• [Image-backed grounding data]
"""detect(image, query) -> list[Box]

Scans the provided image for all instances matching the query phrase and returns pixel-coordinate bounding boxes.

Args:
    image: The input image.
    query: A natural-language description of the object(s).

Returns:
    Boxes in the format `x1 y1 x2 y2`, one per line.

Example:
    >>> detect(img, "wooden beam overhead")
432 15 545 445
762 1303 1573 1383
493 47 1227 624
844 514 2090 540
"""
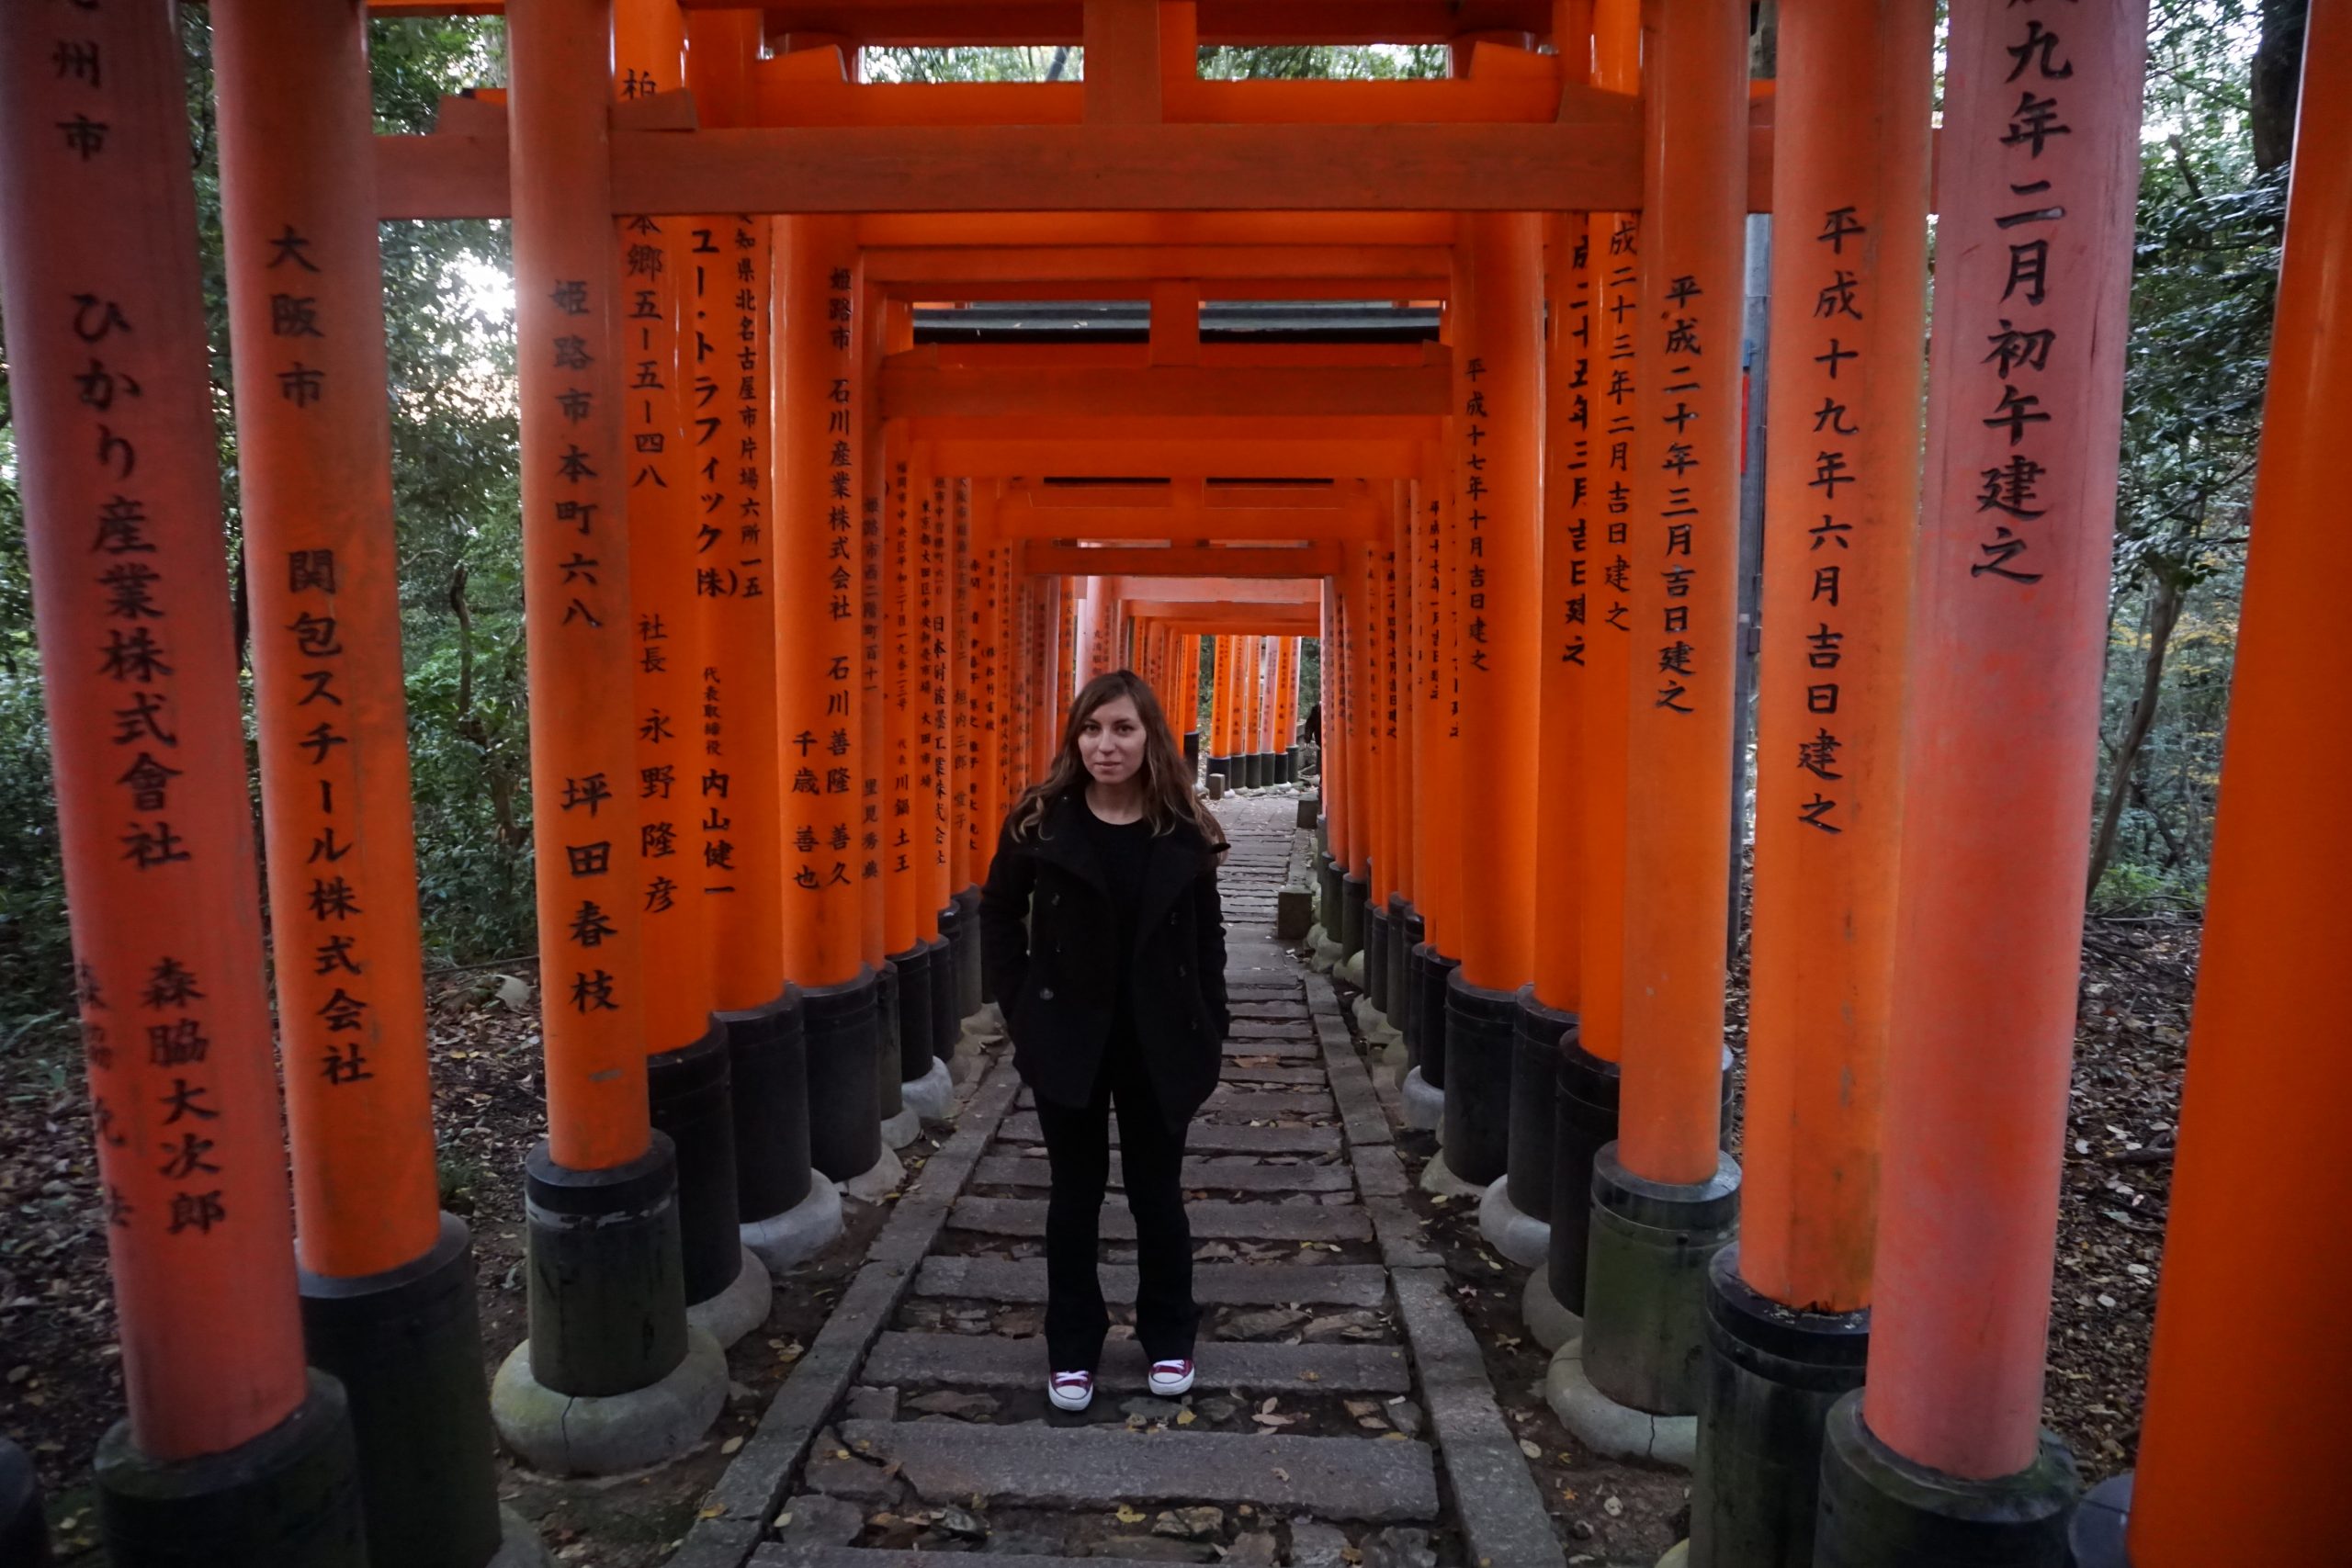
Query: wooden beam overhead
742 2 1557 45
1126 607 1324 633
863 244 1451 288
1021 542 1340 578
374 118 1650 219
1118 579 1325 606
992 505 1379 542
878 356 1450 421
854 213 1457 247
924 435 1419 479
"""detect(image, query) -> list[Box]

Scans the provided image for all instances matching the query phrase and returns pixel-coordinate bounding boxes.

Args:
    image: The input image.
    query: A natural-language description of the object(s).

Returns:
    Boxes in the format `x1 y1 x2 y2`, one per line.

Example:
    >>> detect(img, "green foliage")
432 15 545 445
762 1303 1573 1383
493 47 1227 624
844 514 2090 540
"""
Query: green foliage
1196 45 1448 81
2089 0 2291 903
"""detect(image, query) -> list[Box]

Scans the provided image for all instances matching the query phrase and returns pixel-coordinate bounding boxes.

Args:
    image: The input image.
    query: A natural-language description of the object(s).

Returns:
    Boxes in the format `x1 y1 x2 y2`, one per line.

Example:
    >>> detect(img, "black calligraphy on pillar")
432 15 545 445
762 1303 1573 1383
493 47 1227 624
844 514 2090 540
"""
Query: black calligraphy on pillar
1652 271 1707 716
1968 6 2075 589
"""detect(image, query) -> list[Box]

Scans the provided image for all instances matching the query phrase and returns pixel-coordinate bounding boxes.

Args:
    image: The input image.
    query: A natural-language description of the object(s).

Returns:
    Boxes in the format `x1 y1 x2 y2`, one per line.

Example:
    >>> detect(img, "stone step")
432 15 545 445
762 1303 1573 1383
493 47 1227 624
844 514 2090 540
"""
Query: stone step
1216 1061 1330 1086
913 1256 1389 1307
995 1113 1340 1155
831 1420 1438 1522
949 1197 1369 1243
1228 1020 1313 1038
861 1332 1411 1394
1220 1036 1317 1060
1198 1089 1340 1122
969 1155 1353 1193
755 1548 1098 1568
1013 1085 1333 1121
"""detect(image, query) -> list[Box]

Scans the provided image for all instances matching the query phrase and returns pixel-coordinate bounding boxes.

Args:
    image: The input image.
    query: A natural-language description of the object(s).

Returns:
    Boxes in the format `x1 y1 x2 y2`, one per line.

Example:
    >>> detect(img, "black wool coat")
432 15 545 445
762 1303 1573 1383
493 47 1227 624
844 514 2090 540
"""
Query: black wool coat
978 790 1231 1128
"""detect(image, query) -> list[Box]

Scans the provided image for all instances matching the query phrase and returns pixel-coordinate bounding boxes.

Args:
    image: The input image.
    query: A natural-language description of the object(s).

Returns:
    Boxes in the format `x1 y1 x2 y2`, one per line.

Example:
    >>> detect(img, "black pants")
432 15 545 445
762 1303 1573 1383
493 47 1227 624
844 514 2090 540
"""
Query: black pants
1035 1043 1199 1372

• [PROBLEM DESCRIPTION] For this exercise, transcribe the data exactly but without its pictures.

• [RESPONSE TO THIS EXERCISE]
"""detect(image, query) -> list[Box]

Scans the provided image for all instances matching the query phrase and returns pixel-coordinate bounding boxes.

Args:
    image: The input image.
    query: A natural-language description of the object(s).

Returns:
    Boxes in the format `x1 y1 x2 y2`, one per line.

Example:
    >>> detect(img, "wooden beam overhead")
432 15 545 445
762 1303 1573 1383
493 47 1227 624
844 514 2090 540
"""
Query: wooden beam overhead
742 2 1557 45
1126 607 1324 633
863 244 1451 288
1021 542 1340 578
374 118 1650 219
1118 579 1325 606
992 505 1379 542
878 356 1450 421
854 213 1457 247
924 435 1419 479
"""detect(image, query) -> list[Box]

Scans the provided image for all instances matching the query phrase and returns pixel-coordinate bounding boxes.

Args:
    image: The input image.
    query: A natural-language description of the object(s).

Returns:
    Boxes in the format `x1 y1 x2 y2`, one per line.

Example:
    >>> detect(img, "green foliage")
432 15 545 445
762 1303 1573 1383
493 47 1227 624
844 514 2090 540
"""
Query: green foliage
1196 45 1448 81
2089 0 2291 903
"""detect(image, query) -> list[Box]

Scans the provided image for all instances matching the query phrase and returns pixel-coordinate bounding boxes.

Args:
    image: The input image.
    query: A natural-language description of the object(s).

Returns:
    Boxes in the format `x1 y1 x2 y2`, one per line.

Example:
    >>> detect(img, "black calligraphy on pillar")
432 15 545 445
762 1303 1573 1383
493 47 1227 624
844 514 2090 540
"""
Query: black calligraphy on pillar
1652 271 1707 716
1968 6 2075 589
"""detect(image, query) -> list[Box]

Scans the provided image for all instances matching the query phrase and returns pixel-coordinate bounding boxes.

Args:
    image: The input image.
    query: A natural-language description of the object(s).

Returns:
    Boxes in the format `x1 y1 x2 y2`, one per line.

Example:
    >>> detect(img, "stone step")
432 15 545 445
762 1303 1573 1383
493 47 1227 624
844 514 2090 540
"""
Query: stone step
1216 1061 1330 1086
913 1256 1389 1307
995 1113 1340 1155
831 1420 1438 1522
949 1197 1369 1243
1228 1020 1313 1038
861 1332 1411 1394
1220 1036 1317 1060
1198 1089 1340 1122
969 1155 1353 1193
755 1548 1098 1568
1013 1085 1333 1121
"""detect(image, query) -> list[Box]

Scans the provided image for all instances matching the query phrase and returns pixel-coordinate bounding boxes.

Args:
    image: The input image.
    query: A natural-language description of the object(s).

Returns:
    Boxes in the format `x1 y1 x2 y2`, one per line.

Example:
    >>> detect(img, "black wool coat")
432 15 545 445
762 1303 1573 1383
493 47 1227 624
844 514 2090 540
"""
Query: black wool coat
978 790 1231 1128
"""detect(image, query) -> list[Box]

Scans the provided image for all instances matching the query phrase and returns pixel-coordinate bounding boxes.

Args:
    image: The input image.
    query: A natural-language description of the object(s).

Returns:
    Boxes in the format `x1 y1 x2 y2`, one per line.

Example:
    >>> detect(img, "black pants")
432 15 545 445
762 1303 1573 1383
493 47 1227 624
844 514 2090 540
"""
Query: black pants
1035 1043 1199 1372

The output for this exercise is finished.